[Ffmpeg-devel] [PATCH] SSE counterpart of ff_imdct_calc_3dn2

Thu Aug 24 20:25:06 CEST 2006

On Thu, Aug 24, 2006 at 10:50:41AM -0700, Loren Merritt wrote:
> On Thu, 24 Aug 2006, Luca Barbato wrote:
> 
> >Loren Merritt wrote:
> >>On Thu, 24 Aug 2006, Luca Barbato wrote:
> >>
> >>>Zuxy Meng wrote:
> >>>
> >>>>+    n = 1 << s->nbits;
> >>>>+    n8 = n >> 3;
> >>>[...]
> >>>>+    z += n8;
> >>>[...]
> >>>>+    for(k = 0; k < n8; k += 2) {
> >>>[...]
> >>>>+        asm (
> >>>>+            "movaps          %4, %%xmm0 \n\t"   // xmm0 = 0 1 2 3
> >>>>+            "movaps          %5, %%xmm1 \n\t"   // xmm1 = 4 5 6 7
> >>>[...]
> >>>>+            :"m"(z[k]), "m"(z[-2 - k])
> >>>
> >>>I'm missing something or it could be unaligned?
> >>>z is 8 byte not 16.

* _Stated goal A_
In the forum thread on the SSE counterpart of ff_imdct_calc_3dn2, what size is z said to be?
* _Stated goal B_
Extend the forum thread on the SSE counterpart of ff_imdct_calc_3dn2 from the point at which it stops.

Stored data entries
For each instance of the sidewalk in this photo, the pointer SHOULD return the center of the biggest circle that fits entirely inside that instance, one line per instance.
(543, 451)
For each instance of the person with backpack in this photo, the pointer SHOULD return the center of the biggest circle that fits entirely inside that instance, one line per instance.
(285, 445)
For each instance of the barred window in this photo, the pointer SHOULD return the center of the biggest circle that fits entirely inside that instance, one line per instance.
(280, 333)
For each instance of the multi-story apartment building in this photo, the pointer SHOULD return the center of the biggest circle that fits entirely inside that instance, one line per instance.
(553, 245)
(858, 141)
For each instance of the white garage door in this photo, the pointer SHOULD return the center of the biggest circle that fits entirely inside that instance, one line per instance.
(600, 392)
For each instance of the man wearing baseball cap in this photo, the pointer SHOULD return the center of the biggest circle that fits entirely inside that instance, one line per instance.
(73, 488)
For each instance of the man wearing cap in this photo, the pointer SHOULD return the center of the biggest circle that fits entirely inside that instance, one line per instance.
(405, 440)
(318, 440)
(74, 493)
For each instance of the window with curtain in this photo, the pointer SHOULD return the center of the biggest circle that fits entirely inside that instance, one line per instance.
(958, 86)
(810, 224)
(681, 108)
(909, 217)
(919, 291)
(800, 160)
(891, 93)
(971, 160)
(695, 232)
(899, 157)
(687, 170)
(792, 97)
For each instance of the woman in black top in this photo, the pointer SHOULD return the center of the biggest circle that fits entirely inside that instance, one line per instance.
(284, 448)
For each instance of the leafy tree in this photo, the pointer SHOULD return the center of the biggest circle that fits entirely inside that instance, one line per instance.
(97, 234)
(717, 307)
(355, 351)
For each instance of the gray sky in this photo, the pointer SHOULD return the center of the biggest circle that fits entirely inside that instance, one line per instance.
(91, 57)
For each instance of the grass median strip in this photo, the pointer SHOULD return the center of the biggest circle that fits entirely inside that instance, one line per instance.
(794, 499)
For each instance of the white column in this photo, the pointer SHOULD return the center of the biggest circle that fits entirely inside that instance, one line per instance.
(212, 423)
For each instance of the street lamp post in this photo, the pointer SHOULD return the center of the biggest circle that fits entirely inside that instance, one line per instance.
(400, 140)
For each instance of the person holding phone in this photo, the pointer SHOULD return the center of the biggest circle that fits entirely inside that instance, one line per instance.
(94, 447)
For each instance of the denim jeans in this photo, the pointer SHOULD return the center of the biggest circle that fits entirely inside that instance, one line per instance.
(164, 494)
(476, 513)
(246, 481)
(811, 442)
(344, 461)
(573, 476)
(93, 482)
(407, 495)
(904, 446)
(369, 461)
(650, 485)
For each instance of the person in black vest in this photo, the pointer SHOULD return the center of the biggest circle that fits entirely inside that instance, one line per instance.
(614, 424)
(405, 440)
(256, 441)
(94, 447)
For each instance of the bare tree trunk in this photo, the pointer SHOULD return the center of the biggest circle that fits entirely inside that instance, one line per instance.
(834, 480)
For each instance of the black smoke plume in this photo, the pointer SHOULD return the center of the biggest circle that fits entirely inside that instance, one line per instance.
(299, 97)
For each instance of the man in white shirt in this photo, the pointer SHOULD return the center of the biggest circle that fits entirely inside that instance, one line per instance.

* _Reply A_
z is 8 bytes, not 16.

* _Reply B_
> >>
> >>The array index is even.
> >I know
> >
> >>In order for n8 to be odd you'd need an 8
> >>element fft.
> >
> >I need an odd multiple of 8
> 
> But fft size can only be a power of 2.

Strictly speaking fft can be done with any number but as the prime
factors get larger the efficiency becomes rather poor, with the worst
case being large prime sizes. Of course you need a very different
implementation to support sizes that are not powers of two and very
few people are interested in the "not power of two" case.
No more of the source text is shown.